[Stored data entries]
· · · ·

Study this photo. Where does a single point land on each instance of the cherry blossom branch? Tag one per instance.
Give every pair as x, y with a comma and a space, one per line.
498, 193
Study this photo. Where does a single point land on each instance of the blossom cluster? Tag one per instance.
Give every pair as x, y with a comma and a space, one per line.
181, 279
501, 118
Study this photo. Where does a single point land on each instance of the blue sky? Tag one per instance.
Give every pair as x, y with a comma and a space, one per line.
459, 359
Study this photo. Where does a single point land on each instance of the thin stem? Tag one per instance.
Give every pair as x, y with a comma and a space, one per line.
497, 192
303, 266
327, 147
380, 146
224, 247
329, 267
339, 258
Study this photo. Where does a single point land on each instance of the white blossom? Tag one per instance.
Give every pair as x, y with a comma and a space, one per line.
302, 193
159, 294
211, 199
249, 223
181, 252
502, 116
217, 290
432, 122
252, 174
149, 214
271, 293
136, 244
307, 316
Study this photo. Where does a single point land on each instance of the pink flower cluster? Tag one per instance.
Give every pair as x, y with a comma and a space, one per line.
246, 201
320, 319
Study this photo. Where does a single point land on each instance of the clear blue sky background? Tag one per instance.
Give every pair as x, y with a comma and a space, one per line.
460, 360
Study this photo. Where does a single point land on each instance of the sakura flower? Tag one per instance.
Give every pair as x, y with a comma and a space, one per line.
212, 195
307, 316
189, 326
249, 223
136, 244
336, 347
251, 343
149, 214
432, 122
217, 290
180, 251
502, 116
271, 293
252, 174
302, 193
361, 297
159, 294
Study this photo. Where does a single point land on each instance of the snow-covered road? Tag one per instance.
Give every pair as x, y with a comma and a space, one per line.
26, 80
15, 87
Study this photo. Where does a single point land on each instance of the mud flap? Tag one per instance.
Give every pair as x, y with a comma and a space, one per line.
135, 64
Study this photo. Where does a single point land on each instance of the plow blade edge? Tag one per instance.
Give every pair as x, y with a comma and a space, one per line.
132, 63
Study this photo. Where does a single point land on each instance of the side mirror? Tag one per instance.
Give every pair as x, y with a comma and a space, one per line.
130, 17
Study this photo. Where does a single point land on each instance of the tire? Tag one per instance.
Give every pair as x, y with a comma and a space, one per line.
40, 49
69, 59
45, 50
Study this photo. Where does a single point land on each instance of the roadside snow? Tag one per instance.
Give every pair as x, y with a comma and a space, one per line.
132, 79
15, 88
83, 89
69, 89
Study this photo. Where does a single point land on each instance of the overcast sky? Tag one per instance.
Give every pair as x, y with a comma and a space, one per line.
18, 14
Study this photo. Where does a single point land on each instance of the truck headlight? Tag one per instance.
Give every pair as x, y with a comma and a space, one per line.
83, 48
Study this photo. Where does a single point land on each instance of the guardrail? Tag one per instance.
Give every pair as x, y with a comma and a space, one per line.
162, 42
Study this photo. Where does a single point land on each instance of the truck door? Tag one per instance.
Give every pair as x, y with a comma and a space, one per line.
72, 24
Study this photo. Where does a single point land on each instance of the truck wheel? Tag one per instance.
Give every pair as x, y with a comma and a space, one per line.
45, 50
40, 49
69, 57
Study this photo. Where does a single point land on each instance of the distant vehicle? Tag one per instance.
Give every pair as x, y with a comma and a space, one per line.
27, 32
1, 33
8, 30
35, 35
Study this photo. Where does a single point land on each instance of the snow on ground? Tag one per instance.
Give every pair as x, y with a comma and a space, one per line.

· · · ·

> **What is expected**
Pull every line that holds the string "blue" out of the records.

> **Solution to this task**
Study this photo. Where does a single point land on each instance of the blue sky? Tag one per instance.
Study this photo. Where does a single point land on each instance of the clear blue sky background? Tag one per instance.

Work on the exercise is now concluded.